What the task asks: Extract every line of the items below and reproduce each one unchanged, character for character.

Data rows:
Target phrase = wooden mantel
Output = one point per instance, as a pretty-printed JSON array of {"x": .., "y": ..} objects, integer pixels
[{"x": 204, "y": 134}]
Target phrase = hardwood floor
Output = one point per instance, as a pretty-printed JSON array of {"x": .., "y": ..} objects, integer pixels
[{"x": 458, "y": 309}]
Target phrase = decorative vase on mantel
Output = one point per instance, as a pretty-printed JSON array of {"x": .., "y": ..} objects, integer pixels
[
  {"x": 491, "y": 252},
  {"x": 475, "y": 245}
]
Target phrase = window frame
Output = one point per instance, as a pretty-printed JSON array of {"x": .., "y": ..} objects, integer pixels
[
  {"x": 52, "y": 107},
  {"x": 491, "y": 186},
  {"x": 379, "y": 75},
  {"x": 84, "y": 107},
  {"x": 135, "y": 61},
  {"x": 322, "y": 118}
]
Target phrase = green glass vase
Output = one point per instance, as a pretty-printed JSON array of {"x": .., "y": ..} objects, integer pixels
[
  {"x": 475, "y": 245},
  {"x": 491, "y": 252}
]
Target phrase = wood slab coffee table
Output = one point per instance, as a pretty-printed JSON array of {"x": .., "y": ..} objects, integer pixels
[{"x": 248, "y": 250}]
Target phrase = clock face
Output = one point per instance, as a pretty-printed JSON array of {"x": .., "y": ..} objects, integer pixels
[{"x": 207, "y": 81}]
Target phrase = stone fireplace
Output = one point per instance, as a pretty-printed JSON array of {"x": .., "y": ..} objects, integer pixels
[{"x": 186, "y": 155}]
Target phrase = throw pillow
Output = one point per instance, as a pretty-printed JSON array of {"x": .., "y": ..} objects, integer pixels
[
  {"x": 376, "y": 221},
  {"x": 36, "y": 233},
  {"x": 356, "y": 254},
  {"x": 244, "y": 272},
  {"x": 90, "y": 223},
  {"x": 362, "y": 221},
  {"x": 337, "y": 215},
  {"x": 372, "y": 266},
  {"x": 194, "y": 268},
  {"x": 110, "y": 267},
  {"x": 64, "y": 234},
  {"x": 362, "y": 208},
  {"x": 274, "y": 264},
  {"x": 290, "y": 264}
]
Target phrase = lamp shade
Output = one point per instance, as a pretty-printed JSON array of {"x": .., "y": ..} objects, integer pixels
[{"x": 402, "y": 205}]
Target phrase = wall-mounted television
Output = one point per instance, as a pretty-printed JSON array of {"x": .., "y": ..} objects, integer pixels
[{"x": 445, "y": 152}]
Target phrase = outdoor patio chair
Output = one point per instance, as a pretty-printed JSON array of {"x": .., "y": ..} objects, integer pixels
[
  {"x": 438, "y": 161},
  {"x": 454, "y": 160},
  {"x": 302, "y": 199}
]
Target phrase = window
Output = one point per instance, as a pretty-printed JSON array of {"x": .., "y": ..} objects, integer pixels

Solution to this task:
Target phrase = wooden mantel
Output = one point per instance, as a pretty-printed JSON array of {"x": .., "y": ..} objects, integer pixels
[{"x": 204, "y": 134}]
Target phrase = hardwood floor
Output = one point per instance, as a pretty-printed JSON array of {"x": .., "y": ..} objects, integer pixels
[{"x": 458, "y": 309}]
Target phrase = decorative vase on mantel
Output = one point per instance, as a pretty-printed JSON array of {"x": .., "y": ..} objects, integer pixels
[
  {"x": 491, "y": 252},
  {"x": 475, "y": 245}
]
Target phrase = window frame
Output = one point per instance, as a pretty-printed JSON array of {"x": .., "y": ..} objects, integer pixels
[
  {"x": 52, "y": 107},
  {"x": 491, "y": 186},
  {"x": 379, "y": 75},
  {"x": 84, "y": 107},
  {"x": 135, "y": 61},
  {"x": 322, "y": 118}
]
Target phrase = green glass vase
Output = one point per instance, as a pretty-printed JSON array of {"x": .., "y": ..} objects, integer pixels
[
  {"x": 475, "y": 245},
  {"x": 491, "y": 252}
]
Target phrase = wood slab coffee table
Output = one point per instance, as a pretty-printed JSON array of {"x": .., "y": ..} objects, integer pixels
[{"x": 248, "y": 250}]
Target phrase = clock face
Output = one point per instance, as a pretty-printed JSON array of {"x": .., "y": ..} objects, integer pixels
[{"x": 207, "y": 81}]
Target phrase = stone fireplace
Output = one point per instance, as a pretty-printed JSON array of {"x": .., "y": ..} objects, integer pixels
[{"x": 186, "y": 155}]
Target phrase = throw pillow
Output = one point per instance, as a pretty-printed JSON array of {"x": .., "y": ..} objects, integer pixels
[
  {"x": 376, "y": 221},
  {"x": 36, "y": 233},
  {"x": 356, "y": 254},
  {"x": 244, "y": 272},
  {"x": 90, "y": 223},
  {"x": 362, "y": 221},
  {"x": 337, "y": 215},
  {"x": 372, "y": 266},
  {"x": 194, "y": 268},
  {"x": 110, "y": 267},
  {"x": 64, "y": 234},
  {"x": 362, "y": 208},
  {"x": 274, "y": 264},
  {"x": 290, "y": 264}
]
Target phrase = lamp shade
Output = one point per instance, as a pretty-printed JSON array of {"x": .., "y": ..} objects, integer pixels
[{"x": 402, "y": 205}]
Target phrase = wall-mounted television
Output = one point per instance, as a pretty-printed JSON array of {"x": .., "y": ..} objects, integer pixels
[{"x": 445, "y": 152}]
Target phrase = outdoor patio chair
Output = one point per instance, as a pretty-printed JSON array of {"x": .., "y": ..} objects, integer pixels
[
  {"x": 438, "y": 161},
  {"x": 454, "y": 160},
  {"x": 302, "y": 199}
]
Target phrase = window
Output = one point per instance, as a pretty-printed JSON array of {"x": .., "y": ..} objects, integer pixels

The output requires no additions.